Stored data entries
******************************
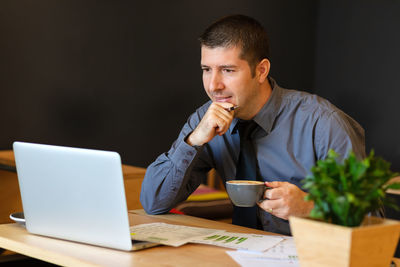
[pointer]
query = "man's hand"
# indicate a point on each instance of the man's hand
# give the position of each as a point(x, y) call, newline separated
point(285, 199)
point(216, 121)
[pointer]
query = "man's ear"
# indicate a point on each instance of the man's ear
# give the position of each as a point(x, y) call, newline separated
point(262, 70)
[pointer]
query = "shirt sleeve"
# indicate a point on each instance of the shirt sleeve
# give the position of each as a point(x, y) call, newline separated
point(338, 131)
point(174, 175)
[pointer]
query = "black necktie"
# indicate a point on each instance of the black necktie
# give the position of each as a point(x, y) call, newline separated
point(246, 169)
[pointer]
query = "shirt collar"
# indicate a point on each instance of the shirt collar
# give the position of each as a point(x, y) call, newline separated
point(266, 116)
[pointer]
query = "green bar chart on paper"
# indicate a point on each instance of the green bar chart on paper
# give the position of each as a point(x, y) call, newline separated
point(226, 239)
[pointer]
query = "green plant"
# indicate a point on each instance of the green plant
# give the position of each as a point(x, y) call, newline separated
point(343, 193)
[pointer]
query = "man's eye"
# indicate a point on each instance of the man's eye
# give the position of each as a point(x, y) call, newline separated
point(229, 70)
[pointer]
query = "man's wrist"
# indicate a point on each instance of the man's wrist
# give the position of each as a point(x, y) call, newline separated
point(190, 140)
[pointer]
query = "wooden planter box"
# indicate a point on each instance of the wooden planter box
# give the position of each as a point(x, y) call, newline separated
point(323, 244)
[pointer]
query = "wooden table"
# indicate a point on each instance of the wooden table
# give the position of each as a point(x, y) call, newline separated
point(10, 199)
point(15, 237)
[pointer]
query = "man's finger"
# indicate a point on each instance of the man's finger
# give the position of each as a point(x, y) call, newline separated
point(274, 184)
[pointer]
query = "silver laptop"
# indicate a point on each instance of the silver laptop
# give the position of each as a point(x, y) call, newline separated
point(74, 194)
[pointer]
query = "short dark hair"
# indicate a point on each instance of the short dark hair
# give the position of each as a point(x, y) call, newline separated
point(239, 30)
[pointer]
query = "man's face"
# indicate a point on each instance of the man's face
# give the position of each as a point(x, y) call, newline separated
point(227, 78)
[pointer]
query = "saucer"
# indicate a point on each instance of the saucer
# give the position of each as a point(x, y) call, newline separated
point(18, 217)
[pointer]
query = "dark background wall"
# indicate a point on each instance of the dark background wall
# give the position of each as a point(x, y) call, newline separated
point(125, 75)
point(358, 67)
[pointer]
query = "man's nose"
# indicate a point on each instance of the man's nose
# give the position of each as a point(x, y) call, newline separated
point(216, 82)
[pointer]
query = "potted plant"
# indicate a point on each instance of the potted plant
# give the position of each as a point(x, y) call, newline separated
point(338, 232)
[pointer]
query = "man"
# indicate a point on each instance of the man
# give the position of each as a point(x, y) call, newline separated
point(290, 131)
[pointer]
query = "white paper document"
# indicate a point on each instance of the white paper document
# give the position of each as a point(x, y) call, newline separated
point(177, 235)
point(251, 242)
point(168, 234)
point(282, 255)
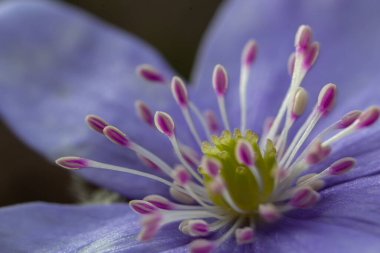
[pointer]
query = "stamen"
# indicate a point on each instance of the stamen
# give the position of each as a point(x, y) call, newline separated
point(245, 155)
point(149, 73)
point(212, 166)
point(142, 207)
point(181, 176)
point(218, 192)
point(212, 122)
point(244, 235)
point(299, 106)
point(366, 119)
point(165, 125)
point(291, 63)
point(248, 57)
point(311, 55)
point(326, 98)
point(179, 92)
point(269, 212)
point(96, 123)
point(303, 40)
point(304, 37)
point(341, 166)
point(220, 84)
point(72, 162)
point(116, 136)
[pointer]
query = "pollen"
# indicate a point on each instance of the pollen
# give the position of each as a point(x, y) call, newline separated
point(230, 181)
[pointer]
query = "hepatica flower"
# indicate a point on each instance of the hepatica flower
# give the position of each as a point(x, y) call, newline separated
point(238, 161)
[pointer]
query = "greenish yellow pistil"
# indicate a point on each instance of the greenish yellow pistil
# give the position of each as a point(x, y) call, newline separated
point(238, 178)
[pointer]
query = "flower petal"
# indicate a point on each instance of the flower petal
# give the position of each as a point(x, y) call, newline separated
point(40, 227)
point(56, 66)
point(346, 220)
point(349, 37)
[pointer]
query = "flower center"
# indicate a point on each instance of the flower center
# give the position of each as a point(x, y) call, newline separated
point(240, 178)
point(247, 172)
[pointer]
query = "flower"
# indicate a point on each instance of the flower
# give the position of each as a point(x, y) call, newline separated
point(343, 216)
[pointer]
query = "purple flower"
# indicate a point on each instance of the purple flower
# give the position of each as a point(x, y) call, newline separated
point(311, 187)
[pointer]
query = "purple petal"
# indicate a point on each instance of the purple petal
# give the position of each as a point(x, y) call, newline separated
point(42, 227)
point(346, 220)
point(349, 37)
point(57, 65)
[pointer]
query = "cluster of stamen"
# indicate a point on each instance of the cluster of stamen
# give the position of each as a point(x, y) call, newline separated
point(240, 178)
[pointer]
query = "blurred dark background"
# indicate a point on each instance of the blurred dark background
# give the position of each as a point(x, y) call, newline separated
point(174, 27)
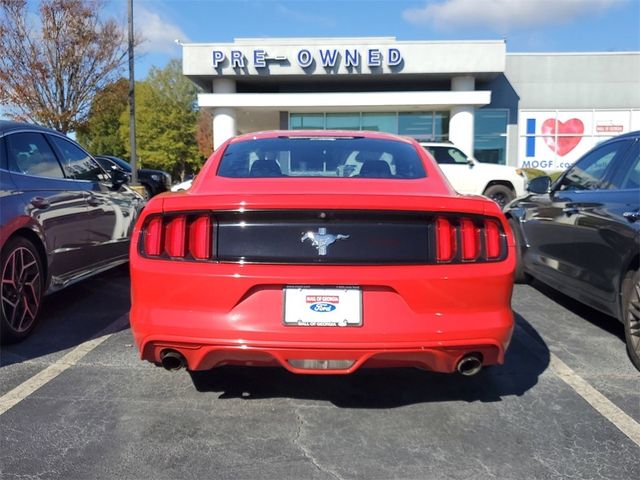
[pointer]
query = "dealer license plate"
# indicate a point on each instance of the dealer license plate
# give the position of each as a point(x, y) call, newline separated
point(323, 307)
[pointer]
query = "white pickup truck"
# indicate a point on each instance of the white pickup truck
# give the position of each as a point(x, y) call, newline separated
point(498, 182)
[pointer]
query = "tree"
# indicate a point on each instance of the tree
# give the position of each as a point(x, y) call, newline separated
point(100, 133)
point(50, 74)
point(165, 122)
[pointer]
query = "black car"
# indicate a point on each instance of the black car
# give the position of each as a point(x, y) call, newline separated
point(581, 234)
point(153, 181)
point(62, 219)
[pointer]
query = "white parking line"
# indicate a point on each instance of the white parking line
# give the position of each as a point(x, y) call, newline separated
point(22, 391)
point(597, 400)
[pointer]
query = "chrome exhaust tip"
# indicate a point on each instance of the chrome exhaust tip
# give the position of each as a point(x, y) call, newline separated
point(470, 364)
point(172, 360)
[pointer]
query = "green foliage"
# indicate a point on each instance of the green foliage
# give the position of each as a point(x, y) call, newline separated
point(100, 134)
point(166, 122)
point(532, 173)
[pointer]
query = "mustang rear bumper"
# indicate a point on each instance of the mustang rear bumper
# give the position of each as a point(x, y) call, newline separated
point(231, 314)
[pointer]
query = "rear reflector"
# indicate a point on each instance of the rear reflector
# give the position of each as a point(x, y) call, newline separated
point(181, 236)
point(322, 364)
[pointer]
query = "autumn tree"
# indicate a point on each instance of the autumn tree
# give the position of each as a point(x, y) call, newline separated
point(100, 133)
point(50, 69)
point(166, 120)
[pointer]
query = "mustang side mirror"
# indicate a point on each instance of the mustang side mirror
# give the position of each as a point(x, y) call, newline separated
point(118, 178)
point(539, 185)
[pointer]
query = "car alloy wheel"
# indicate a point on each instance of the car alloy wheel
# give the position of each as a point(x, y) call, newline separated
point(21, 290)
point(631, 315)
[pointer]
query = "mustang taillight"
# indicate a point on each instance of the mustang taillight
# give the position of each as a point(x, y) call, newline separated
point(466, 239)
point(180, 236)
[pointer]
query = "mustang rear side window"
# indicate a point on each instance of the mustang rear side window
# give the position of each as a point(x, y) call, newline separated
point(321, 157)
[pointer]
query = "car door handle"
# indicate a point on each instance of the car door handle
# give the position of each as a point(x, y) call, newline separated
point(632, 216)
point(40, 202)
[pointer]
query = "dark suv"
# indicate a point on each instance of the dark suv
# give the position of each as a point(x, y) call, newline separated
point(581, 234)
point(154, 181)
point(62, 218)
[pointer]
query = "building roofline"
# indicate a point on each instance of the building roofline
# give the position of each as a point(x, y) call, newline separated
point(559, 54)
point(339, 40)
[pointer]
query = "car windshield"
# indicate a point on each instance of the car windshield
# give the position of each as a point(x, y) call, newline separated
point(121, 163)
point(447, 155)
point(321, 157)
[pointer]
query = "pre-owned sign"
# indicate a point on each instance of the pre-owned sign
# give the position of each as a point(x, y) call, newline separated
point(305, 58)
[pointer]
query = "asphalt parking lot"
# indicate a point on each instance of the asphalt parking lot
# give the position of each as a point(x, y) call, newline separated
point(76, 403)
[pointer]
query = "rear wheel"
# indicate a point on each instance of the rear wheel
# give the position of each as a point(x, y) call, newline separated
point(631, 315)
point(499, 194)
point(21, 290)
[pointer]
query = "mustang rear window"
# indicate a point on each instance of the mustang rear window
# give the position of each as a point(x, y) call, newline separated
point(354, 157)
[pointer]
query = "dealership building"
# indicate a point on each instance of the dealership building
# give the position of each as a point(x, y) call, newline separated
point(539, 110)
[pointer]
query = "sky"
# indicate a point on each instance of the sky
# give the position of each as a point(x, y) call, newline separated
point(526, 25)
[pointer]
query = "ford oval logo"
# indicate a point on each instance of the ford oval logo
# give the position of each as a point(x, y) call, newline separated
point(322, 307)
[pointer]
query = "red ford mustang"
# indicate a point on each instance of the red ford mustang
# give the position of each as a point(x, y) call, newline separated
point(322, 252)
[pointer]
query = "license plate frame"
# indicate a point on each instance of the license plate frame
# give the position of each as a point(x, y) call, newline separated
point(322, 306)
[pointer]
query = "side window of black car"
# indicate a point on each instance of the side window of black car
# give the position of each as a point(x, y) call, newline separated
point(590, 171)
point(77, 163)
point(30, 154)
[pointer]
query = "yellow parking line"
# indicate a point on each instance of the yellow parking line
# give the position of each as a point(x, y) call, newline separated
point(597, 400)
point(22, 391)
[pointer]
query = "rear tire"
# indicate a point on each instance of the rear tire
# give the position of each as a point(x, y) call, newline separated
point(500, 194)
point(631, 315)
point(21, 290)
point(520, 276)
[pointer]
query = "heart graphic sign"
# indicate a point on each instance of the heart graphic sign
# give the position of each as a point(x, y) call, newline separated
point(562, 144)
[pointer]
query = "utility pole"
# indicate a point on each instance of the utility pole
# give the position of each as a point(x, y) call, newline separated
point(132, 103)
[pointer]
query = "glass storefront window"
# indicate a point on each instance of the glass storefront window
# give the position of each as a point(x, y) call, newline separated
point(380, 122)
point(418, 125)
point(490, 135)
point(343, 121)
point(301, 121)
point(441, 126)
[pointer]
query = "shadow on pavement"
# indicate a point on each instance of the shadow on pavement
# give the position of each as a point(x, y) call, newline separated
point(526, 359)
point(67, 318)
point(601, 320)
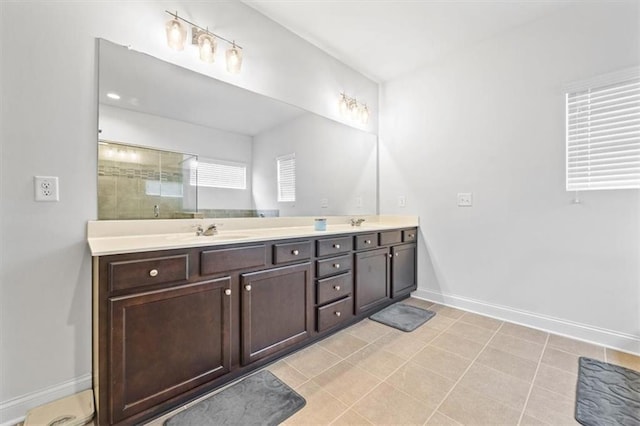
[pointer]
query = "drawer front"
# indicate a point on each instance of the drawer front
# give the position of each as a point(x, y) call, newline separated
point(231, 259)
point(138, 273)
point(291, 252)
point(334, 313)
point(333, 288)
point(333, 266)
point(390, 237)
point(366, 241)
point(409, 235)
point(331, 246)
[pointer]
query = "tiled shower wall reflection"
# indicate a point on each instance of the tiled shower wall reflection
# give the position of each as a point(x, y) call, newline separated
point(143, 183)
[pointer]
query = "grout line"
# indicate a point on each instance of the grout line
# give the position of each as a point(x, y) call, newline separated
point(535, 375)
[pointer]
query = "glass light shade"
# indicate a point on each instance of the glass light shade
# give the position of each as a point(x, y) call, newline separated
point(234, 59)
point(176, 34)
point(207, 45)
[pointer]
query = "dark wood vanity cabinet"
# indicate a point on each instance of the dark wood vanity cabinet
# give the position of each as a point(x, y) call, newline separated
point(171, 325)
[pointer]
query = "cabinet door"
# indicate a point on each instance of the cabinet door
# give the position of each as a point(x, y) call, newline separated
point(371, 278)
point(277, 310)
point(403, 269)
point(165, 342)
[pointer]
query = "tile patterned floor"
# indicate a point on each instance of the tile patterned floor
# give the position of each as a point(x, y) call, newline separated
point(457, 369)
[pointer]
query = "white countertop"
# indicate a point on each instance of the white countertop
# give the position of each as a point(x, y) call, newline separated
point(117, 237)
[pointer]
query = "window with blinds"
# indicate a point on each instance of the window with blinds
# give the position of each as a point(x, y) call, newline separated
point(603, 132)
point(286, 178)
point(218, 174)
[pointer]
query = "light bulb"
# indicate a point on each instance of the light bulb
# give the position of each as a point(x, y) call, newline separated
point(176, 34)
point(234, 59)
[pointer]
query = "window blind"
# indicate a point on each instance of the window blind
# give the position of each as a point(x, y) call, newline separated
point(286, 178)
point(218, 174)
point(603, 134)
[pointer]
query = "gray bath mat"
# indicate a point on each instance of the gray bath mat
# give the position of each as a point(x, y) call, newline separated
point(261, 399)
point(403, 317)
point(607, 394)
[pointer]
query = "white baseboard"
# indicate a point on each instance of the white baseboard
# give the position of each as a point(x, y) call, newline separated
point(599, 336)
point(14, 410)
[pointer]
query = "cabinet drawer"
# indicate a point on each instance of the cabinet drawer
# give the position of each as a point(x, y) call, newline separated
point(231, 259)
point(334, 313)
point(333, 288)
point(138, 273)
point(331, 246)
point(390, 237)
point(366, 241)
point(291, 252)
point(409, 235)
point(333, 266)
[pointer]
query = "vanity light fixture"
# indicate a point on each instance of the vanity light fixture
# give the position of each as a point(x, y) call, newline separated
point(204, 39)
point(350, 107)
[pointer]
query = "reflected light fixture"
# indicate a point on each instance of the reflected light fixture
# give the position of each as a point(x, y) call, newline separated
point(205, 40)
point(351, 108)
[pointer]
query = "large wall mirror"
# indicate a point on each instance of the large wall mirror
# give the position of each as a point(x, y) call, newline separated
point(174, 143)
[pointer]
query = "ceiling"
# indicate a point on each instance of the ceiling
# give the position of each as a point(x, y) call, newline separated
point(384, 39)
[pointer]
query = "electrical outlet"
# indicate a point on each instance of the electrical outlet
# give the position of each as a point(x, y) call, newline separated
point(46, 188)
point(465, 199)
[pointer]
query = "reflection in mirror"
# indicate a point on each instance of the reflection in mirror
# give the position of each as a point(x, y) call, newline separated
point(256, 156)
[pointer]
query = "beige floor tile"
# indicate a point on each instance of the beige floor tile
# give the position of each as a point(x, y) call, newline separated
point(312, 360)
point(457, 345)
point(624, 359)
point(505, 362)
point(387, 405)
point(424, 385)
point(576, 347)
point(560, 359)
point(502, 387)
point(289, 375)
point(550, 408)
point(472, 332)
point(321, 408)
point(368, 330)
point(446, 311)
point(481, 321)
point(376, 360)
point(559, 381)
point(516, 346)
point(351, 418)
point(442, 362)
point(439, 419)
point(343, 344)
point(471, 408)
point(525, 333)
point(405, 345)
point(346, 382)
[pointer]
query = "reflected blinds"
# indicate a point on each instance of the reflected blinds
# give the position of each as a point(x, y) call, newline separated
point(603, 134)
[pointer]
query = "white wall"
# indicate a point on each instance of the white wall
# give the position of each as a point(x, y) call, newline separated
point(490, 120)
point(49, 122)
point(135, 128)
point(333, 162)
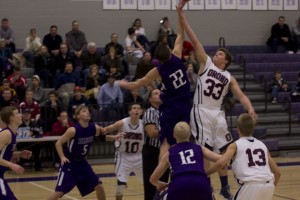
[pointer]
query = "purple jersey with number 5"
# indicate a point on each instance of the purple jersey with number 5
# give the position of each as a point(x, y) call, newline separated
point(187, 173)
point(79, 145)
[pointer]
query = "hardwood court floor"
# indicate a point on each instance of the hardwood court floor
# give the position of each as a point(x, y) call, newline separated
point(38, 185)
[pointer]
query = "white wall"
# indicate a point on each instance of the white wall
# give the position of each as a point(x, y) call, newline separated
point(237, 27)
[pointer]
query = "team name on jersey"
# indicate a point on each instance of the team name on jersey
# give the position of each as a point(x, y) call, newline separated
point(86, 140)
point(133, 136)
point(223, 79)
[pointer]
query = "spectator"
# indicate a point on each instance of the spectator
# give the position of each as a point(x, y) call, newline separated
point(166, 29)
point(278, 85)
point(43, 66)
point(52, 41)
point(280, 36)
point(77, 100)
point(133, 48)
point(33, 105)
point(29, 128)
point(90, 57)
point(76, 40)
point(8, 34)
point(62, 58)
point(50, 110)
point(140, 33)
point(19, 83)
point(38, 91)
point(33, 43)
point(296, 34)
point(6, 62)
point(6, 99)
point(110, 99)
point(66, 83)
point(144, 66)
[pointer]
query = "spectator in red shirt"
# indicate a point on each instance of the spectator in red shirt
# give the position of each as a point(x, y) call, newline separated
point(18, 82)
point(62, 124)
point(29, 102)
******************************
__WHAT THE EXERCISE ASKS__
Among the entries above, which lines include "planter"? List them all.

__EXPECTED ANSWER__
query = "wooden planter box"
# indicate a point on each instance of the wooden planter box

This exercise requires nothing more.